**Stated problem**
Copy out the material below, requests included, multiplying each point coordinate in the answers by 1.45 and rounding to whole numbers, with halves rounded up; keep the numbers in the requests and their format samples unchanged. Start at the line that contains "Reviewer note: every instance of the mud" and end after the line that contains "[[604, 199]]".

[Start of Source records]

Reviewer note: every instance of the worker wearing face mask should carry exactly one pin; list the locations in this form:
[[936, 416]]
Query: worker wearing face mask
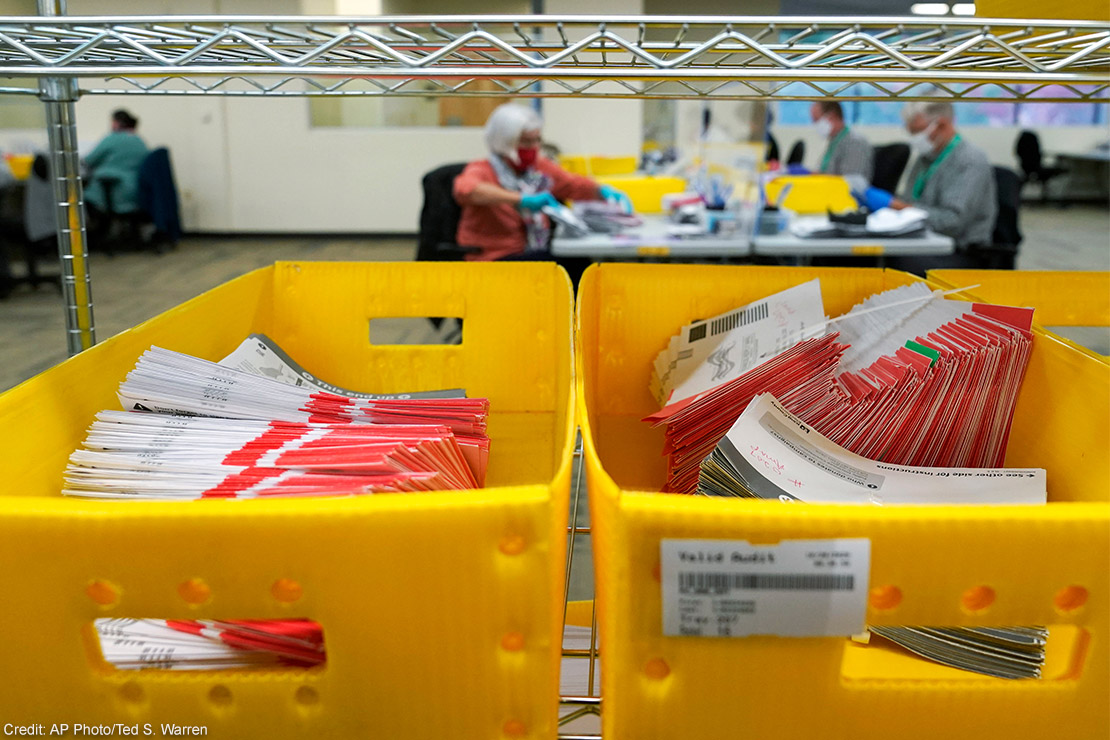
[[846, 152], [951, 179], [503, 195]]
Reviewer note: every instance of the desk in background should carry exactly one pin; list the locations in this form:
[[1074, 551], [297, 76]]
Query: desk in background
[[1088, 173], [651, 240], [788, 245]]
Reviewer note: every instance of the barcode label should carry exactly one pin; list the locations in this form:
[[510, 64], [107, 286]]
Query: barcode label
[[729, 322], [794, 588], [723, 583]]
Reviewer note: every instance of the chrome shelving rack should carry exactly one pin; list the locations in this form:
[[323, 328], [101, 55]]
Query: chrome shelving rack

[End of Source records]
[Start of Source records]

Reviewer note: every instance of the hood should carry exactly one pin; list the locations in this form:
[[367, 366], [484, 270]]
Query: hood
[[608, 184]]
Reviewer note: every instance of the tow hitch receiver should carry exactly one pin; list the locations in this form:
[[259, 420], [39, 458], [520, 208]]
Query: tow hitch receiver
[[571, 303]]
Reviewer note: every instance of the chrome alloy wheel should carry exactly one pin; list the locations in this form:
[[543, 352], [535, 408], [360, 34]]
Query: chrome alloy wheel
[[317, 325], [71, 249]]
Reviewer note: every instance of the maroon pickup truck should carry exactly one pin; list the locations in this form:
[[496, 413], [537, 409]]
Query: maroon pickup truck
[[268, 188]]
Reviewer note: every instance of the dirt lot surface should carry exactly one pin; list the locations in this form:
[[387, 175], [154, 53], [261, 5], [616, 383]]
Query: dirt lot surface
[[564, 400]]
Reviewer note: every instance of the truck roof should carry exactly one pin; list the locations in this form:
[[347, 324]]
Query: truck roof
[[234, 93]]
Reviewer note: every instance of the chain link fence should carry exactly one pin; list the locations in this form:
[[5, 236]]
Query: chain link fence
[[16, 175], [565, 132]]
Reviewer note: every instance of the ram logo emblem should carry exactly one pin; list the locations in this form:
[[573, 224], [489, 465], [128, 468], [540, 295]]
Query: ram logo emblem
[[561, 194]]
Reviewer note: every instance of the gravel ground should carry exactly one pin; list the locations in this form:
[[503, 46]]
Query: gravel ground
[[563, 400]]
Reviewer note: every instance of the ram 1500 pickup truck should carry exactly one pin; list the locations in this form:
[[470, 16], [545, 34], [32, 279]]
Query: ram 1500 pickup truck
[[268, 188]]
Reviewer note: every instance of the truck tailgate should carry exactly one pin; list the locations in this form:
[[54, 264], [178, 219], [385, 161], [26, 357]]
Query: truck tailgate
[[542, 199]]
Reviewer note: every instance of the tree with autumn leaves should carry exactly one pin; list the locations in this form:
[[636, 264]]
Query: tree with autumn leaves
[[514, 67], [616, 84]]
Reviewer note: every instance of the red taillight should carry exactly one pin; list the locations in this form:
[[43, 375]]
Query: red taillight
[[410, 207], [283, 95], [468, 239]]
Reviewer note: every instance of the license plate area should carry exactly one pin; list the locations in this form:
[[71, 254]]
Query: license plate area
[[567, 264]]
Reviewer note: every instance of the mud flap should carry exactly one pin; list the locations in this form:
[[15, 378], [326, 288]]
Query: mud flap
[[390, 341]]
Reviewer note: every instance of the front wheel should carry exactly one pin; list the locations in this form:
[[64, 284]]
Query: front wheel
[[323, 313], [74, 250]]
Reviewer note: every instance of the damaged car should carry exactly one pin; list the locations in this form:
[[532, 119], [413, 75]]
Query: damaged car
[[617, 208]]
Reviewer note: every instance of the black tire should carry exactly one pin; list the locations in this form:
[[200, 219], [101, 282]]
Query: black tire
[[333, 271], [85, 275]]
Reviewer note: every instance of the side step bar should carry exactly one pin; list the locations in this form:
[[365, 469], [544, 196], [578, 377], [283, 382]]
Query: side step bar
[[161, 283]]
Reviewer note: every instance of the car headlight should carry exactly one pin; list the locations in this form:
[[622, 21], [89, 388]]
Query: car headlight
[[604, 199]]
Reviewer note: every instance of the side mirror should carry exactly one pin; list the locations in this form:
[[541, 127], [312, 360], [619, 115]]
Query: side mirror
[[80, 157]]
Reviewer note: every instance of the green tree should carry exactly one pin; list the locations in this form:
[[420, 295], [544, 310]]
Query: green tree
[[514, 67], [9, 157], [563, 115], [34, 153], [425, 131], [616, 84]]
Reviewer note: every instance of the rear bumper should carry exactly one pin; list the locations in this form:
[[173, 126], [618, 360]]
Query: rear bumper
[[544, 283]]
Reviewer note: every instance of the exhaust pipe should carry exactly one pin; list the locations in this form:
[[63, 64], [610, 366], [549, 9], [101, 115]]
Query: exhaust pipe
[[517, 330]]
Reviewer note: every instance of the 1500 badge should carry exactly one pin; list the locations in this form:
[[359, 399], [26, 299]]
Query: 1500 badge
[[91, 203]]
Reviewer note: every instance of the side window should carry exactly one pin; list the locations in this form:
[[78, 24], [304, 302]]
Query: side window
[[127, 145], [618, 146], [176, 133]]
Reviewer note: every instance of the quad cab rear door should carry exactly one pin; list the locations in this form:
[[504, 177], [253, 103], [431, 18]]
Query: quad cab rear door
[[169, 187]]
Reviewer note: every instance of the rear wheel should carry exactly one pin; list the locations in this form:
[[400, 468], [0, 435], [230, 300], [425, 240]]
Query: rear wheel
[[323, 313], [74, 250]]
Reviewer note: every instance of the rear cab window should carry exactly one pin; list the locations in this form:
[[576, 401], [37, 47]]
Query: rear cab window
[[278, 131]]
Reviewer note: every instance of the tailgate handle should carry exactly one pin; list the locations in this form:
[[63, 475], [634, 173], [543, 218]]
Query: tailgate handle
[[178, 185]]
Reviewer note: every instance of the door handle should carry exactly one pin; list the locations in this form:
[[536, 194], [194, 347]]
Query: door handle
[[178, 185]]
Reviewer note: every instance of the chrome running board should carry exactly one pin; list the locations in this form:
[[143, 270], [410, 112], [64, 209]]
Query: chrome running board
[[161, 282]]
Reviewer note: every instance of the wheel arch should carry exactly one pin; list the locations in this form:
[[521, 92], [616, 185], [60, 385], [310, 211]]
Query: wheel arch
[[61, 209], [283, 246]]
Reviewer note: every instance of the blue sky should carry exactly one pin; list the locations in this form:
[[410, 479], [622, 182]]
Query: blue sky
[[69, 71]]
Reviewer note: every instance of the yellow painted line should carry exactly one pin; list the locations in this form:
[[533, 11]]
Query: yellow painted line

[End of Source records]
[Start of Source records]

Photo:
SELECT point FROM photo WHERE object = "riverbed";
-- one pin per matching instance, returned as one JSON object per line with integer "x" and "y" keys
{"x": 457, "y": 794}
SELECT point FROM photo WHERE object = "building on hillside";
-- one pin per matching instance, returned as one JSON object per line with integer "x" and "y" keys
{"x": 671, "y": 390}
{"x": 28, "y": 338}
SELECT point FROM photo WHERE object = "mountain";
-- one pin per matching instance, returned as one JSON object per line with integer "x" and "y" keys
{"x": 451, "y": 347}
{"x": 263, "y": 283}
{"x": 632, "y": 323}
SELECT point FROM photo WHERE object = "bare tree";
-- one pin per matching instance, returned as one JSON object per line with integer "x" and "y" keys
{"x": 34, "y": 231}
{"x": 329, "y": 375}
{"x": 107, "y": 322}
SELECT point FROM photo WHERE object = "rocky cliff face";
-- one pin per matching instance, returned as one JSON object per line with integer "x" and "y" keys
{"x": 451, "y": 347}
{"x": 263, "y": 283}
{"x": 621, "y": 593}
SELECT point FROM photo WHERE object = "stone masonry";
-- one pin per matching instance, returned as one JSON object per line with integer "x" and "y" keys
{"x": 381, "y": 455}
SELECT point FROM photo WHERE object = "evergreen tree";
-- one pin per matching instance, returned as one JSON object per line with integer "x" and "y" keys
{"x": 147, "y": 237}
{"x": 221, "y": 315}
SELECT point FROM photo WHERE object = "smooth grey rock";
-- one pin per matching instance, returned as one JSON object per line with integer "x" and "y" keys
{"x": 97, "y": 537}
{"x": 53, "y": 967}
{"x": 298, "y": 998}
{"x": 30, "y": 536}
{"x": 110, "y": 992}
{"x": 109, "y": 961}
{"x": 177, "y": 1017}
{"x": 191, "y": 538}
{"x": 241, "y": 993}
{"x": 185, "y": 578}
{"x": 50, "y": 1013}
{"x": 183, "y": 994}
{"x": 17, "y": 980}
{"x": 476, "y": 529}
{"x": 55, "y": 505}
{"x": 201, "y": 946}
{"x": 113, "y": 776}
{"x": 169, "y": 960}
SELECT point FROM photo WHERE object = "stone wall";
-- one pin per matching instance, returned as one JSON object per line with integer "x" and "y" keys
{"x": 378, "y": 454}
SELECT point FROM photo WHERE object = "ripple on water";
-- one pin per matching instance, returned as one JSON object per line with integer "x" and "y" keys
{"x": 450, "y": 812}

[End of Source records]

**Response**
Reviewer note: every instance of the mud flap should carry exactly one pin; list the locations in this form:
[[15, 378], [326, 288]]
Query: mud flap
[[566, 494]]
Reviewer note: every instance of the front wheel should carry exactly one pin; list the locations in this form:
[[64, 284]]
Query: front wheel
[[468, 454], [107, 363]]
Reviewer note: every instance of the damaged car should carry exactly one pin; list the locations in this form:
[[532, 119], [413, 75]]
Query: damaged car
[[895, 302]]
Reviewer note: every instance of the black tire should carry exactly one pin; list the locations in this form:
[[200, 219], [101, 282]]
Query: black tire
[[483, 393], [123, 399]]
Reviewer note: every instance of the side step bar should carry exactly one pin; list the locations in this form:
[[365, 469], [544, 196], [578, 377], [283, 382]]
Query: side step bar
[[233, 410]]
Reviewer note: every instance of the car headlight should carry exactly one pin; list the locations in this form:
[[622, 21], [89, 388]]
Query: car headlight
[[876, 289]]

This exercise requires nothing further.